Dataset excerpts =>
* * * *

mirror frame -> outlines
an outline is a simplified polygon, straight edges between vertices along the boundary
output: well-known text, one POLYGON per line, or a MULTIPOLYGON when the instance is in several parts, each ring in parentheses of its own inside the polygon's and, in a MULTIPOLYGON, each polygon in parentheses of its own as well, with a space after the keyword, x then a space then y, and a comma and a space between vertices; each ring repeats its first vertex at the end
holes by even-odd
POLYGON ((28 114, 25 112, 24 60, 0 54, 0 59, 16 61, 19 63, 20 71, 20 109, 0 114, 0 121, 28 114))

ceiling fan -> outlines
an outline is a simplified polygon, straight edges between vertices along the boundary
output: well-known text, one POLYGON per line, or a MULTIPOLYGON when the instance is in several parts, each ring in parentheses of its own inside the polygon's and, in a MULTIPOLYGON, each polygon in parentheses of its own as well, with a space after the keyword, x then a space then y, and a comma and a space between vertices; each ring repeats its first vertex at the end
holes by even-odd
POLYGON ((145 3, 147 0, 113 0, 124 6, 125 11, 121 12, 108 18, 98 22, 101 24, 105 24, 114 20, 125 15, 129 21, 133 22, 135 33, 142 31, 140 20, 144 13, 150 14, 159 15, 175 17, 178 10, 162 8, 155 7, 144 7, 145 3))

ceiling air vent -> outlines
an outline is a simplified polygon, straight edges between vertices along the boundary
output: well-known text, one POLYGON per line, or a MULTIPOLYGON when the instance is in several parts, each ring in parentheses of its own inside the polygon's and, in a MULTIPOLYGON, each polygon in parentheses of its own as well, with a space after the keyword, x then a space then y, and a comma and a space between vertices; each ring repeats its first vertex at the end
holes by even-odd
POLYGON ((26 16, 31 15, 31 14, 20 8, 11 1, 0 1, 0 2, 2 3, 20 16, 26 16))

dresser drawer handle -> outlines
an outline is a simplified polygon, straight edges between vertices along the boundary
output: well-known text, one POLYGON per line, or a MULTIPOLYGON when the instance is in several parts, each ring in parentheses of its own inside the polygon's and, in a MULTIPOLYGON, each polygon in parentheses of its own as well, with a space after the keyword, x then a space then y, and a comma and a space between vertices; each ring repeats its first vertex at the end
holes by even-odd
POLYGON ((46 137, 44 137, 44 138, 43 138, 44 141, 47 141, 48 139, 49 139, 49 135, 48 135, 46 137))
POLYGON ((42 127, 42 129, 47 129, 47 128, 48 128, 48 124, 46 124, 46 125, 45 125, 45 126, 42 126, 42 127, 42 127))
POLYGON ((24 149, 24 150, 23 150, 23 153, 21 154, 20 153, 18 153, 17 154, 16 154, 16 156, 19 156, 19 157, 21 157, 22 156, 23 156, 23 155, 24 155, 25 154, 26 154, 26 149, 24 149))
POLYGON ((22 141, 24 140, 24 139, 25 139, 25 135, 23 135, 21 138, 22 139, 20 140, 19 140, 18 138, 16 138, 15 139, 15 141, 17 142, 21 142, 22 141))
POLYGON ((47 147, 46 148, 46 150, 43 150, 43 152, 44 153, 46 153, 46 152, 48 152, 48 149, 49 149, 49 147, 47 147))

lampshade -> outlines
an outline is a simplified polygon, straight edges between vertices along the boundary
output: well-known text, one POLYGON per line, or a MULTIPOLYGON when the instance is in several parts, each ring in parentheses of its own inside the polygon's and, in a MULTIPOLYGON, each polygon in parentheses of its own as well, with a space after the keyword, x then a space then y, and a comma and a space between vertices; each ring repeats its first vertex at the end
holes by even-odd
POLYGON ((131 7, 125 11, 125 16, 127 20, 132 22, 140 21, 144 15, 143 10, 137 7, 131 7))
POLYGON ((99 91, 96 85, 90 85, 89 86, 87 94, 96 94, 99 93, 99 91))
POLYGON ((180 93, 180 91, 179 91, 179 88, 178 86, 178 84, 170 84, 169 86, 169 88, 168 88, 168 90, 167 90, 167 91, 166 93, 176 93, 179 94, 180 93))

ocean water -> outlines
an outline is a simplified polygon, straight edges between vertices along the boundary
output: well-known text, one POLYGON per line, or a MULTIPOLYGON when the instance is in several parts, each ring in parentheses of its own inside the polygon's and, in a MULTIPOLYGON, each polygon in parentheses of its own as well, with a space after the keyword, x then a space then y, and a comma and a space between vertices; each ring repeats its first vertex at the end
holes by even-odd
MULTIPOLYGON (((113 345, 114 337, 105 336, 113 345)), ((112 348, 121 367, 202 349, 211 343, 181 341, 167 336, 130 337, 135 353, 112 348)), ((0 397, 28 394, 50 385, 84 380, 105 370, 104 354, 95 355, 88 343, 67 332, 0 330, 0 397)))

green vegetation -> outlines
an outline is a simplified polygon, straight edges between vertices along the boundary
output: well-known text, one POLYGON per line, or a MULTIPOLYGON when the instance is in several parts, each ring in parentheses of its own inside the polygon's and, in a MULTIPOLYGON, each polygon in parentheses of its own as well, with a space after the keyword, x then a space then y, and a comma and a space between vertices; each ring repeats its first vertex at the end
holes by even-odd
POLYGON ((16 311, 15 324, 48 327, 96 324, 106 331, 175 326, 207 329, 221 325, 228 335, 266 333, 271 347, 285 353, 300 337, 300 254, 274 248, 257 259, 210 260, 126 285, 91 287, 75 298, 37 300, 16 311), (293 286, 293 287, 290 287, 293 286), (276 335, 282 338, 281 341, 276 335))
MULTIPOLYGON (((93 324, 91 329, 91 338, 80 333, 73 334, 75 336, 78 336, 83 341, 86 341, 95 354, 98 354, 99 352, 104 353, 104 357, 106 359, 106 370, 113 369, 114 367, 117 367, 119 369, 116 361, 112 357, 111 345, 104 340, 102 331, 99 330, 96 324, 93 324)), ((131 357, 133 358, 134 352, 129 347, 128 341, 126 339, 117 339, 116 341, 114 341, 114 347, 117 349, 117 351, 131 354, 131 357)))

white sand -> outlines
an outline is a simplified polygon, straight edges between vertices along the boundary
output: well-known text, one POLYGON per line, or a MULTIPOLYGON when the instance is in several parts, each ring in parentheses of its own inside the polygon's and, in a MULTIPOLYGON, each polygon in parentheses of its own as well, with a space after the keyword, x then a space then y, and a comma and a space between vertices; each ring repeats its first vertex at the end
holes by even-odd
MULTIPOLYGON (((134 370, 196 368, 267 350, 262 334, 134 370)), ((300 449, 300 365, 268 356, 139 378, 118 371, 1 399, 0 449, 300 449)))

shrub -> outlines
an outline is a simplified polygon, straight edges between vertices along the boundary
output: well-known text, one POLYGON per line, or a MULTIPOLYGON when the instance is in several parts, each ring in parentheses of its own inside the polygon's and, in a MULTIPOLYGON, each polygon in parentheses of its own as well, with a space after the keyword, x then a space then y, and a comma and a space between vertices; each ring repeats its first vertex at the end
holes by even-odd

* * * *

What you are asked to do => Write out every entry above verbatim, with each line and character unchanged.

Complete response =>
mirror frame -> outlines
an outline is a simplified polygon, straight edges between vertices along the boundary
output: well-known text, one POLYGON per line, or a MULTIPOLYGON when the instance is in several parts, each ring in parentheses of its own inside the polygon's and, in a MULTIPOLYGON, each polygon in parentheses of its own as well, with a space after the keyword, x then a space then y, and a comma and a space between vertices; each ring repeats its first vertex at the end
holes by even-odd
POLYGON ((28 114, 25 112, 24 60, 0 54, 0 59, 16 61, 19 63, 20 71, 20 109, 0 114, 0 121, 28 114))

ceiling fan -> outlines
an outline is a simplified polygon, straight edges between vertices along the boundary
output: well-known text, one POLYGON per line, or a MULTIPOLYGON when the instance is in several parts, each ring in parentheses of its own inside the polygon's and, in a MULTIPOLYGON, each polygon in parentheses of its own as well, with a space after the keyword, x then a space then y, and a comma and a space between vertices; each ring repeats its first vertex at the end
holes by even-odd
POLYGON ((145 3, 147 0, 113 0, 124 6, 125 11, 121 12, 108 18, 98 22, 101 24, 105 24, 114 20, 125 15, 129 21, 133 22, 135 33, 142 31, 140 20, 144 13, 150 14, 159 15, 175 17, 178 10, 162 8, 155 7, 144 7, 145 3))

ceiling air vent -> outlines
an outline is a simplified polygon, straight edges between vertices along the boundary
output: well-known text, one POLYGON per line, or a MULTIPOLYGON when the instance is in several parts, each ring in parentheses of its own inside the polygon's and, in a MULTIPOLYGON, each polygon in parentheses of its own as well, with a space after the keyword, x then a space then y, and a comma and a space between vertices; each ring repeats its first vertex at the end
holes by even-odd
POLYGON ((26 16, 31 15, 31 14, 20 8, 11 1, 0 1, 0 2, 2 3, 20 16, 26 16))

dresser drawer handle -> outlines
an outline is a simplified polygon, straight edges between vertices along the boundary
output: well-known text, one POLYGON per line, or a MULTIPOLYGON when the instance is in several parts, each ring in parentheses of its own inside the polygon's and, in a MULTIPOLYGON, each polygon in parentheses of its own as well, with a space after the keyword, x then a space then y, and a comma and a space between vertices; each ring repeats its first vertex at the end
holes by even-odd
POLYGON ((46 137, 44 137, 44 138, 43 138, 44 141, 47 141, 48 139, 49 139, 49 135, 48 135, 46 137))
POLYGON ((42 127, 42 129, 47 129, 47 128, 48 128, 48 124, 46 124, 46 125, 45 125, 45 126, 42 126, 42 127, 42 127))
POLYGON ((24 149, 24 150, 23 150, 23 153, 21 154, 20 153, 18 153, 17 154, 16 154, 16 156, 19 156, 19 157, 21 157, 22 156, 23 156, 23 155, 24 155, 25 154, 26 154, 26 149, 24 149))
POLYGON ((22 141, 24 140, 24 139, 25 139, 25 135, 23 135, 21 138, 22 139, 20 140, 19 140, 18 138, 16 138, 15 139, 15 141, 17 142, 21 142, 22 141))
POLYGON ((47 147, 46 148, 46 150, 43 150, 43 152, 44 153, 46 153, 46 152, 48 152, 48 149, 49 149, 49 147, 47 147))

lampshade -> outlines
an outline is a simplified polygon, straight edges between vertices along the boundary
output: well-known text, one POLYGON per line, or a MULTIPOLYGON when the instance is in several parts, each ring in parentheses of its own inside the polygon's and, in a MULTIPOLYGON, each polygon in parentheses of its own as well, with a space after the keyword, x then a space then y, and a comma and a space between vertices; each ring repeats its first vertex at the end
holes by even-odd
POLYGON ((131 7, 125 11, 125 16, 127 20, 132 22, 140 21, 144 15, 143 10, 137 7, 131 7))
POLYGON ((99 91, 96 85, 90 85, 89 86, 87 94, 96 94, 99 93, 99 91))
POLYGON ((180 93, 180 91, 179 91, 179 88, 178 86, 178 84, 170 84, 169 86, 169 88, 168 88, 168 90, 167 90, 167 91, 166 93, 176 93, 179 94, 180 93))

ocean water -> outlines
an outline is a simplified polygon, straight edges between vertices along the boundary
output: well-known text, one POLYGON per line, or a MULTIPOLYGON when the instance is in several parts, each ring in parentheses of its own inside the polygon's and, in a MULTIPOLYGON, each polygon in parentheses of its own as well, with a space after the keyword, x then a space then y, and a comma and a space between vertices; each ring repeats its first vertex at the end
holes by even-odd
MULTIPOLYGON (((113 345, 114 337, 105 336, 113 345)), ((112 348, 121 367, 202 349, 211 343, 181 341, 167 336, 130 337, 135 353, 112 348)), ((0 397, 28 394, 50 385, 84 380, 105 370, 104 354, 95 355, 88 343, 67 332, 0 330, 0 397)))

green vegetation -> outlines
an outline is a simplified polygon, straight edges between vertices along the boundary
output: well-known text, one POLYGON per line, or a MULTIPOLYGON when the instance is in several parts, each ring in parentheses of its own inside the polygon's and, in a MULTIPOLYGON, each polygon in parentheses of its own as well, with a space after the keyword, x then a space then y, and a comma and a space between vertices; each ring repeats its first vertex at the end
holes by even-odd
POLYGON ((16 311, 15 324, 48 327, 96 324, 106 331, 175 326, 207 329, 221 325, 228 335, 266 333, 271 347, 285 353, 300 337, 300 254, 274 248, 257 259, 210 260, 126 285, 91 287, 75 298, 37 300, 16 311), (293 286, 293 287, 290 287, 293 286), (276 335, 282 338, 281 341, 276 335))
MULTIPOLYGON (((93 324, 91 329, 91 338, 80 333, 73 334, 75 336, 78 336, 83 341, 86 341, 95 354, 98 354, 99 352, 104 353, 104 357, 106 359, 106 370, 113 369, 114 367, 117 367, 119 369, 116 361, 112 357, 111 345, 104 340, 102 331, 99 330, 96 324, 93 324)), ((131 357, 133 358, 134 352, 129 347, 128 341, 126 339, 117 339, 116 341, 114 341, 114 347, 117 349, 117 351, 131 354, 131 357)))

white sand -> outlines
an outline is a simplified polygon, straight edges between vertices along the boundary
output: well-known text, one POLYGON per line, or a MULTIPOLYGON when the instance is in several parts, each ring in parentheses of its own inside the polygon's and, in a MULTIPOLYGON, each polygon in parentheses of its own as well, with a space after the keyword, x then a space then y, and a comma and a space between vertices; each ring repeats its first vertex at the end
holes by even-odd
MULTIPOLYGON (((134 370, 196 368, 267 350, 262 334, 134 370)), ((300 449, 300 365, 268 356, 139 378, 118 371, 1 399, 0 449, 300 449)))

shrub -> outlines
an outline is a simplified polygon, straight edges between vertices along the boundary
output: well-known text, one POLYGON per line, or a MULTIPOLYGON when the instance is in several parts, each ring in parentheses of its own inside the polygon's and, in a MULTIPOLYGON, each polygon in parentheses of its own as well, with a space after the keyword, x then a space then y, and a comma and a space between vertices; each ring repeats its first vertex at the end
holes by even-odd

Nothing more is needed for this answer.